== TASK ==
Condense the paragraph of the passage beginning "Many of the prominent space scientists" into a shorter version that keeps its main facts.

By Raymond A. Keller PhD aka 'Cosmic Ray'
Author of the International Awards-Winning Venus Rising Trilogy (Terra Alta, West Virginia
Headline Books, 2015-2017)

Exclusive To Rense
7-20-18

In the Star Wars movies, spacecraft employing hyper-drive technology made use of this “lighthouse network” of fixed-position beacons. These devices recorded local hyperspace data, which was then downloaded by visiting spacecraft. Apparently, every beacon served as a massive supercomputer in space that kept accurate data on hyperspace routes that could be accessed by spacecraft seeking to make hyperspace jumps within limited distances and direction in the local galactic sector. For example, a local network might require as many as twenty jump beacons. An individual spaceship would also transmit astronomical navigation information to the rest of the network when passing through hyperspace. Was George Lucas inspired by the speculations of the late physicist and pioneer UFO researcher, Dr. James E. McDonald?
See http://starwars.wikia.com/wiki/Hyperspace_beacon.

Many of the prominent space scientists of the 1960s were leaning strongly in favor of the extraterrestrial hypothesis. Dr. James E. McDonald (1920-1971) was one of these. Dr. McDonald suggested that some UFOs might best be explained as actual, physical spacecraft occupied by advanced extraterrestrial life or non-human aliens from other planets visiting our world, despite being remotely tucked away, as it is, on the rim of the Milky Way galaxy. Dr. McDonald was a noted American physicist and tenured professor in the Department of Meteorology, University of Arizona at Tucson. He was best known for his research into the UFO phenomenon.

[Point labeling dataset excerpts]

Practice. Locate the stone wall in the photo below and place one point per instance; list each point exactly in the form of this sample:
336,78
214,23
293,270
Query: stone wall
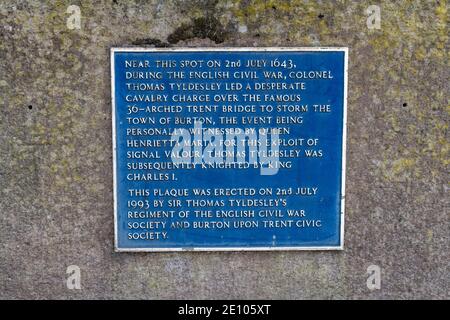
56,205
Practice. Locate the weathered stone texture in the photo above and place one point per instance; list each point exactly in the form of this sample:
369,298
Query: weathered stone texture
56,164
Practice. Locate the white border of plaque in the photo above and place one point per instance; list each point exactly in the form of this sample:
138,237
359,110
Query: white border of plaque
256,49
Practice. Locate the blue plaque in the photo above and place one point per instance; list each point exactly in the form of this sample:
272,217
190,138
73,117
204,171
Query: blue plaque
229,148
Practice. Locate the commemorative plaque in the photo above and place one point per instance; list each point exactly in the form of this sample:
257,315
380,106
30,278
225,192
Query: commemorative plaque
229,148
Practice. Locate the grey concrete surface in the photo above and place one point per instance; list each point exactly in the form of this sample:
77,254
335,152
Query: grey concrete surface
56,204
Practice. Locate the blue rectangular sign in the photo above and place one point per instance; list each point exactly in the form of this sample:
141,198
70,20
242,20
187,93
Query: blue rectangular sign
229,148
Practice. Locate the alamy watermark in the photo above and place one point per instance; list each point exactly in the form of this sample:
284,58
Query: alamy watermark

== CORRECT OUTPUT ==
In the 1960s, many leading space scientists favored the extraterrestrial hypothesis. One was Dr. James E. McDonald (1920-1971), a noted American physicist and tenured professor of meteorology at the University of Arizona at Tucson, best known for his UFO research. He proposed that some UFOs might be physical spacecraft carrying advanced extraterrestrial or non-human beings from other planets, visiting Earth despite its remote place on the rim of the Milky Way.